TEXT:
Member of the Pennsylvania House of Representatives
- In office 1845–1847, 1851, 1854, 1862, 1864

Personal details
- Born: February 12, 1810 Hannastown, Pennsylvania, U.S.
- Died: November 9, 1884 (aged 74) Pittsburgh, Pennsylvania
- Resting place: Allegheny Cemetery
- Party: Republican (c. 1862) National Union (c. 1864) Whig (before 1862)
- Spouse: Maria Louisa Lewis ​(m. 1846)​
- Children: 5

= Thomas James Bigham =

American politician and abolitionist

Thomas James Bigham (February 12, 1810 – November 9, 1884) was an American politician and abolitionist.

As a member of the Pennsylvania House of Representatives, Bigham served seven one-year terms representing Allegheny County, from 1845 to 1847 and in 1851, 1854, 1862, and 1864. He served in the Pennsylvania State Senate from 1865 to 1868 and was appointed in 1873 by Governor John F. Hartranft to serve as Chief of the Pennsylvania Bureau of Statistics. Once a Whig, he was later affiliated with the Republican Party.

Born in Hannastown in Westmoreland County, Pennsylvania, on February 12, 1810, he studied law at Jefferson College. Around 1837, he was admitted to the bar and began practicing law. Despite his career as a politician, his lifelong interest in science, including geology, and work with the Pennsylvania Bureau of Statistics earned him the nickname "Old Statistics". After the Great Fire of Pittsburgh, he rallied for aid, and secured the relief in the amount of $50,000 via an impassioned speech in the Pennsylvania State Capitol.

Bigham operated two local newspapers, the Commercial Journal and the Pittsburgh Commercial, the latter of which he was founder. He also founded Grace Episcopal Church (now Grace Anglican) in Mount Washington, where he lived much of his life.

He married Maria Louisa Lewis, younger sister of prominent Mount Washington mine operator Abraham Kirkpatrick Lewis and niece of Philadelphia banker William D. Lewis, on December 30, 1846 at Trinity Church. In 1850, they moved to a Kirkpatrick family property located on a wooded plot in what is now the Chatham Village section of Mount Washington, where they raised five children.
The house, a stop on the Underground Railroad, is now designated as a Pittsburgh historic landmark.

Bigham died on November 9, 1884 in Pittsburgh, and was buried at Allegheny Cemetery.

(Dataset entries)
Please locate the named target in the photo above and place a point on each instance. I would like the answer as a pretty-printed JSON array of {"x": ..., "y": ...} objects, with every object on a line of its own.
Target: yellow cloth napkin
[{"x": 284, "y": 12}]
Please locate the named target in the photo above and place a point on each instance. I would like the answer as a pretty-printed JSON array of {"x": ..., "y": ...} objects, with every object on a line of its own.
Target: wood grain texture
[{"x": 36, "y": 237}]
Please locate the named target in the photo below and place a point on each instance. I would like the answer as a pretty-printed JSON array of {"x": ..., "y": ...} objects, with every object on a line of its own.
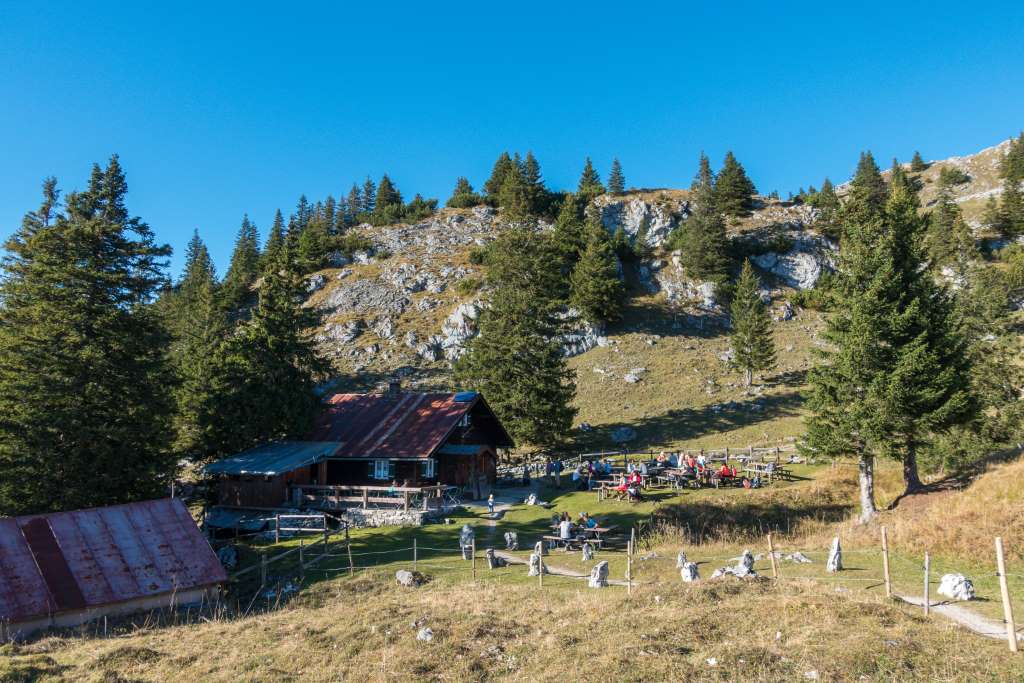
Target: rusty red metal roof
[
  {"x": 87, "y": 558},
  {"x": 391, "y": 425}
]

THE PROBLEM: Transcribe the part of the Thomas James Bigham text that opens with the words containing "- Died: November" and closes with "the Republican Party.". Use only the text about Thomas James Bigham.

SOLUTION:
- Died: November 9, 1884 (aged 74) Pittsburgh, Pennsylvania
- Resting place: Allegheny Cemetery
- Party: Republican (c. 1862) National Union (c. 1864) Whig (before 1862)
- Spouse: Maria Louisa Lewis ​(m. 1846)​
- Children: 5

= Thomas James Bigham =

American politician and abolitionist

Thomas James Bigham (February 12, 1810 – November 9, 1884) was an American politician and abolitionist.

As a member of the Pennsylvania House of Representatives, Bigham served seven one-year terms representing Allegheny County, from 1845 to 1847 and in 1851, 1854, 1862, and 1864. He served in the Pennsylvania State Senate from 1865 to 1868 and was appointed in 1873 by Governor John F. Hartranft to serve as Chief of the Pennsylvania Bureau of Statistics. Once a Whig, he was later affiliated with the Republican Party.